Data extract:
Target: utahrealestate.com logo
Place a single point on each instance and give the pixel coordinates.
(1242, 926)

==

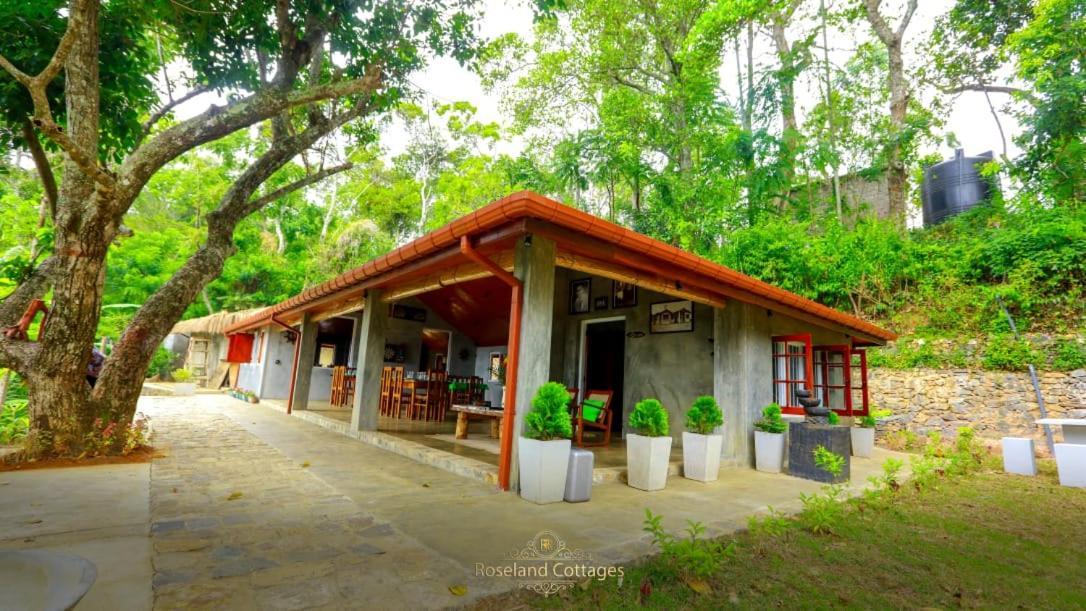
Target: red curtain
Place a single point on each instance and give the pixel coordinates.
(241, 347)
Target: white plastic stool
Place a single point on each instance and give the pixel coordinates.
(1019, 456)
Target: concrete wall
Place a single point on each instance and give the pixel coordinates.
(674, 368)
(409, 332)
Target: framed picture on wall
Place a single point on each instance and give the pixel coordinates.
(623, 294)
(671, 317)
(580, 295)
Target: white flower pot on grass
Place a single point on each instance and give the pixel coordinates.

Task goal: Pick out every line of the material that contains the word "Target", and copy each of those lines in full. Case counts, so match the word only with the same capitalization.

Response:
Target: utahrealestate.com logo
Target: red curtain
Target: white plastic stool
Target: concrete wall
Target: framed picture on wall
Target: white flower pot on grass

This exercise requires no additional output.